— START —
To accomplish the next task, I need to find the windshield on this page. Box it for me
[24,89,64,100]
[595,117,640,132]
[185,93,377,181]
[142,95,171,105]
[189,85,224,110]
— END —
| EXERCISE OBJECTIVE |
Rescale the material above by reproducing every line, the request included, with each bounding-box coordinate multiplied by 0.4 and rounded to the nearest whole number, halves rounding up.

| WRITTEN REPLY |
To accomplish the next task, I need to find the windshield on this page. Box it for me
[10,36,26,40]
[238,47,256,53]
[74,37,151,72]
[57,38,68,42]
[76,34,90,44]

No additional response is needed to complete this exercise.